- _SHORT TASK 1_
In the discussion of short selling, what is the name for the price rise that follows when shorts must buy shares on the open market?
- _SHORT TASK 2_
Reproduce the discussion of short selling between "If your position is easily" and "time horizon is?", inclusive.
- _SHORT TASK 3_
According to the discussion of short selling, why would a NASDAQ trading halt hurt rather than help short hedge funds?

If your position is sound, there is absolutely no amount of "chatter" that should cause you any concern.
If your position is easily undermined by anonymous posters on reddit...
In any case, it will only delay the inevitable. If NASDAQ halts trading on an equity, they just prolong the agony of a bad short position. How would Citron have been helped by a delay? Its a loan, the longer its open, the more you pay! So a trading halt is actually counterproductive for short hedge funds, what they really need is the quickest exit possible
The issue is retail and even institutional traders aren't investing, they're just gambling and riding waves, which are susceptible to chatter and why just investing in low-cost funds will beat out most in the long-term.
If people are willing to pay short-term cap gains instead of long, what concern is it what their time horizon is?
Once again, even HFT, chat mobs, etc won't take down a sound position...at best they can only create temporary disruptions. If someone wants to try their hand at trading those disruptions, go nuts.
This is ridiculous. The SEC should add a new rule to the game: no more than 100% of a stock can be shorted. I think it’s fair enough, and it should have been already illegal since a long time. Why the wall street guys can ‘chat’ whenever they want but normal people can’t?
One of Matt Levine's footnotes from a recent column, about short interest being over 100%:
"This does not necessarily mean a lot of people are doing evil illegal nefarious naked shorting! Really, I promise! There is no special limit on shorting at 100% of shares outstanding! Here is an explanation of how options market makers (discussed below) are allowed to short without a locate, but I want to offer an even simpler explanation. There are 100 shares. A owns 90 of them, B owns 10. A lends her 90 shares to C, who shorts them all to D. Now A owns 90 shares, B owns 10 and D owns 90—there are 100 shares outstanding, but 190 shares show up on ownership lists. (The accounts balance because C owes 90 shares to A, giving C, in a sense, negative 90 shares.) Short interest is 90 shares out of 100 outstanding. Now D lends her 90 shares to E, who shorts them all to F. Now A owns 90, B 10, D 90 and F 90, for a total of 280 shares. Short interest is 180 shares out of 100 outstanding. No problem! No big deal! You can just keep re-borrowing the shares. F can lend them to G! It's fine."
But what happens when they all need to cover? regardless of who lent to who, all the parties who borrowed are looking to now buy the same 90 shares? I don't know the answer and am asking.
They have to buy the shares on the open market, and have to raise their bids until sellers appear. The ramp up in price -- and the consequences for the shorts -- is known as a "short squeeze".

- _DATA_
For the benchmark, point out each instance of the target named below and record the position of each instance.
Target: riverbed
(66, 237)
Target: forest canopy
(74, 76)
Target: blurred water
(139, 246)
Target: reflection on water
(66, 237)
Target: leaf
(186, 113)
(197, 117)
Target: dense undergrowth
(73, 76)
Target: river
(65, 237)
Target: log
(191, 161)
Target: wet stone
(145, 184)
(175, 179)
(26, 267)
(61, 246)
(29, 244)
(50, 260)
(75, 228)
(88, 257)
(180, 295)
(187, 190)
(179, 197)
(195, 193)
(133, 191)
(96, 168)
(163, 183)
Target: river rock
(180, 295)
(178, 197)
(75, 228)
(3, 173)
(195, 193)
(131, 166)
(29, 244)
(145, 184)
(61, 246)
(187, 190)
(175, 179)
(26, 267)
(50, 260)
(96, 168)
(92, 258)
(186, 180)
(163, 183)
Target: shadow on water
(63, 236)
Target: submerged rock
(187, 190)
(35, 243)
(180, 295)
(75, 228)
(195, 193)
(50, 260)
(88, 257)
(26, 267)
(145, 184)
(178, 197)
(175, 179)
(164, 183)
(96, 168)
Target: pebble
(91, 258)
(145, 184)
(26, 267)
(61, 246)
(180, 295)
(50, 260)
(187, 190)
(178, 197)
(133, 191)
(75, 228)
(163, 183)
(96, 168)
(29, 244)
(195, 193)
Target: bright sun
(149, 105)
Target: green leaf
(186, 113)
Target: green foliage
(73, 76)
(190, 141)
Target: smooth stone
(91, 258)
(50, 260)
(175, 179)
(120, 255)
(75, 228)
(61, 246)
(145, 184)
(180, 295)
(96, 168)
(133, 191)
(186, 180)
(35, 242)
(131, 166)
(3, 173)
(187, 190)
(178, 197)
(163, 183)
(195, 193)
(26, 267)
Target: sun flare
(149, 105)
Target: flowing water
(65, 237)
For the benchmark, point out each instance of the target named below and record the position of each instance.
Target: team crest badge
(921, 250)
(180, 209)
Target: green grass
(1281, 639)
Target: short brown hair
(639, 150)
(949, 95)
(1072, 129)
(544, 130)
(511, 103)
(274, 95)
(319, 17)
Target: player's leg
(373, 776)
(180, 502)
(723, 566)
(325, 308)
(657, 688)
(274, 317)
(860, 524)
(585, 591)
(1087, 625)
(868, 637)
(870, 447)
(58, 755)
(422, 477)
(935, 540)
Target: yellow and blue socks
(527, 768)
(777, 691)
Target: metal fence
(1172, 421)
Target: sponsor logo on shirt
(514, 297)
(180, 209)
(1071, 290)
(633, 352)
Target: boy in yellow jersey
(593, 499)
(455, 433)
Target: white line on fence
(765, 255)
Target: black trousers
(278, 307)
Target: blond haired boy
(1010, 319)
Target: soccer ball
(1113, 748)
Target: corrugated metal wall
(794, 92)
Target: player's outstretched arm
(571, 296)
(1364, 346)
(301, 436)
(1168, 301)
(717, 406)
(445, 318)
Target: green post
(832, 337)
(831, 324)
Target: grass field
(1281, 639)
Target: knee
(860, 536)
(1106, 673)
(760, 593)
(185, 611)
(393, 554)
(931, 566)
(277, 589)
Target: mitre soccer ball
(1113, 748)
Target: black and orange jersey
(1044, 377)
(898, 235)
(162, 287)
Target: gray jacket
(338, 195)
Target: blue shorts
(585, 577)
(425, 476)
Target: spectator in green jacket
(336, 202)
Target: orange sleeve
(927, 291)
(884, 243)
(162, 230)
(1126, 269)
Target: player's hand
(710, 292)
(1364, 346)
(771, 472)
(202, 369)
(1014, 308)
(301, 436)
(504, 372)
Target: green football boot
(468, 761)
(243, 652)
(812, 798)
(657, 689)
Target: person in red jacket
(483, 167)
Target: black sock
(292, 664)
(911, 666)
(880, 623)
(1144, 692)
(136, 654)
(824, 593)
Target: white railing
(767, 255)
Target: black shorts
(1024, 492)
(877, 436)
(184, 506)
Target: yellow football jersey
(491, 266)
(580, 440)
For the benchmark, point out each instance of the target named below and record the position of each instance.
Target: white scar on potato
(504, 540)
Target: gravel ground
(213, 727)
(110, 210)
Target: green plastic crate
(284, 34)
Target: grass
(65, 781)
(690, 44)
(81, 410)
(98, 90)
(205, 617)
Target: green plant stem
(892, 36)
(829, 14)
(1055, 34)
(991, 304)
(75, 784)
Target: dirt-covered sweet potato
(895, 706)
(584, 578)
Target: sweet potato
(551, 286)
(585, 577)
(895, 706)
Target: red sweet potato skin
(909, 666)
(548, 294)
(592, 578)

- _WRITTEN ANSWER 1_
A "short squeeze".

- _WRITTEN ANSWER 2_
If your position is easily undermined by anonymous posters on reddit...
In any case, it will only delay the inevitable. If NASDAQ halts trading on an equity, they just prolong the agony of a bad short position. How would Citron have been helped by a delay? Its a loan, the longer its open, the more you pay! So a trading halt is actually counterproductive for short hedge funds, what they really need is the quickest exit possible
The issue is retail and even institutional traders aren't investing, they're just gambling and riding waves, which are susceptible to chatter and why just investing in low-cost funds will beat out most in the long-term.
If people are willing to pay short-term cap gains instead of long, what concern is it what their time horizon is?

- _WRITTEN ANSWER 3_
A short position works like a loan, so the longer it stays open, the more the short seller pays. A halt only delays the inevitable and prolongs a bad short position, when what these funds need is the quickest exit possible.